═══ ROWS ═══
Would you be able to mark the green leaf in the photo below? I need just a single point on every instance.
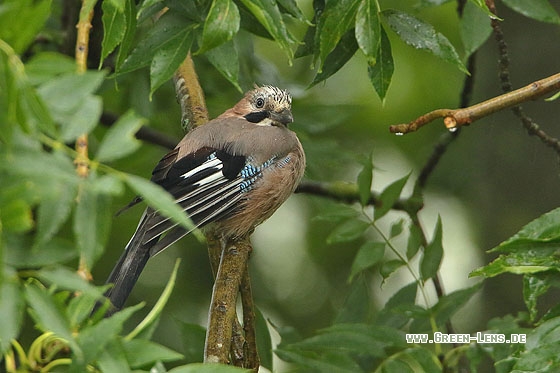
(49, 315)
(395, 313)
(159, 199)
(416, 359)
(92, 220)
(35, 113)
(23, 255)
(93, 339)
(445, 308)
(45, 66)
(336, 20)
(414, 241)
(533, 249)
(11, 309)
(113, 358)
(541, 10)
(118, 4)
(310, 42)
(381, 73)
(365, 178)
(114, 27)
(67, 92)
(22, 20)
(16, 216)
(390, 266)
(169, 57)
(542, 350)
(264, 340)
(368, 30)
(292, 8)
(192, 338)
(397, 228)
(544, 229)
(368, 255)
(358, 304)
(80, 306)
(67, 279)
(169, 29)
(361, 339)
(389, 196)
(481, 4)
(421, 35)
(129, 34)
(226, 60)
(146, 326)
(269, 16)
(474, 28)
(533, 288)
(140, 352)
(221, 25)
(545, 333)
(120, 140)
(208, 368)
(433, 253)
(345, 49)
(83, 119)
(519, 264)
(310, 361)
(147, 4)
(348, 231)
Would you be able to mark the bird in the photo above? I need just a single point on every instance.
(229, 175)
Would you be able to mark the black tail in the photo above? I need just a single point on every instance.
(128, 269)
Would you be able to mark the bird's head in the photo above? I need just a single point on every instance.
(266, 106)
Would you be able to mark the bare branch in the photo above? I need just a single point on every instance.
(455, 118)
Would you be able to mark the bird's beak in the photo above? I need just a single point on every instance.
(285, 116)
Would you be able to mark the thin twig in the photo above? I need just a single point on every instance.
(81, 160)
(190, 95)
(527, 122)
(251, 355)
(455, 118)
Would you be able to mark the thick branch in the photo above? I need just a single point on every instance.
(224, 296)
(454, 118)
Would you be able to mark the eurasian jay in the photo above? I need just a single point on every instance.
(229, 175)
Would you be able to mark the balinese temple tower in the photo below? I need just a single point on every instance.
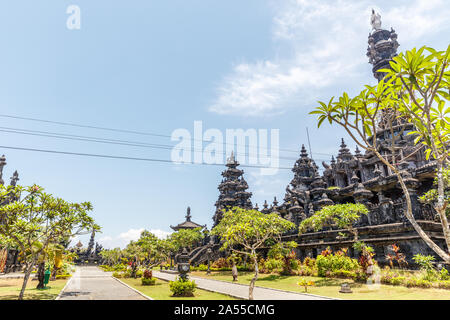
(233, 190)
(187, 224)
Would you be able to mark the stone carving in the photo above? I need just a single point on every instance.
(375, 20)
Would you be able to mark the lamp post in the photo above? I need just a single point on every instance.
(208, 252)
(183, 265)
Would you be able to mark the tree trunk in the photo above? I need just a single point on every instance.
(441, 205)
(252, 283)
(409, 215)
(41, 275)
(445, 256)
(28, 270)
(53, 275)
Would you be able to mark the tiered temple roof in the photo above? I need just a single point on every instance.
(233, 190)
(188, 224)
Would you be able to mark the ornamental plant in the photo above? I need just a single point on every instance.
(182, 288)
(331, 263)
(305, 283)
(339, 215)
(413, 94)
(245, 231)
(34, 221)
(147, 278)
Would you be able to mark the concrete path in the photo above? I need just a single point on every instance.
(91, 283)
(241, 290)
(15, 275)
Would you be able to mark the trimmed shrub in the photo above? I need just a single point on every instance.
(396, 281)
(148, 281)
(335, 262)
(444, 275)
(444, 284)
(139, 273)
(273, 264)
(182, 288)
(309, 262)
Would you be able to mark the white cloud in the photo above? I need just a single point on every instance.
(131, 235)
(327, 41)
(264, 187)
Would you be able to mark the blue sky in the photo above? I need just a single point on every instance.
(156, 66)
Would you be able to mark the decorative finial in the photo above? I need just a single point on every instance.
(375, 20)
(303, 152)
(275, 202)
(14, 178)
(188, 214)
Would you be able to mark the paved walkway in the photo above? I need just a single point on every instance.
(91, 283)
(15, 275)
(241, 290)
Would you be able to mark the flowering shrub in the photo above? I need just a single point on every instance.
(148, 281)
(148, 274)
(117, 274)
(182, 288)
(309, 262)
(335, 262)
(307, 271)
(305, 283)
(273, 264)
(220, 263)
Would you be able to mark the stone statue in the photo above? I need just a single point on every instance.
(375, 20)
(234, 271)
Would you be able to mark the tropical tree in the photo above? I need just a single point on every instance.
(135, 255)
(284, 251)
(413, 93)
(186, 238)
(156, 250)
(33, 220)
(111, 256)
(245, 231)
(339, 215)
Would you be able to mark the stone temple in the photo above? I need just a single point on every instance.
(354, 177)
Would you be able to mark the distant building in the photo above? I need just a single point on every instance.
(188, 224)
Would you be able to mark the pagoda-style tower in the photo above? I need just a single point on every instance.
(232, 190)
(187, 224)
(382, 46)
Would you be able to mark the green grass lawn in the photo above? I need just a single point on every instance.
(161, 291)
(330, 287)
(10, 289)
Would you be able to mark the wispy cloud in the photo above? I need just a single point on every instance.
(327, 42)
(131, 235)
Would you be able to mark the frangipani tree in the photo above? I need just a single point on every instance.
(342, 216)
(186, 238)
(245, 231)
(156, 250)
(414, 93)
(33, 220)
═══
» **STATED GOAL**
Switch "single point" to "single dot" and give again the lines starting with the line containing "Would you be able to mark the pagoda-style" and going on through the last line, with everything else unchanged.

» **RESULT OF THIS TASK**
Would you be able to mark the pagoda-style tower in the photo above? I need just a single dot on every instance.
(232, 190)
(187, 224)
(382, 46)
Would you be able to mark the green grass lawn in the photo above? I need just a single dot on every instance.
(161, 291)
(330, 287)
(10, 289)
Would you be able to mark the wispy cloud in the photo above? I need just a single dot on every instance.
(327, 42)
(131, 235)
Would you be able to mark the frangipani tree in the photo above? I need just a single dot on every instance.
(342, 216)
(186, 238)
(245, 231)
(156, 250)
(414, 93)
(33, 220)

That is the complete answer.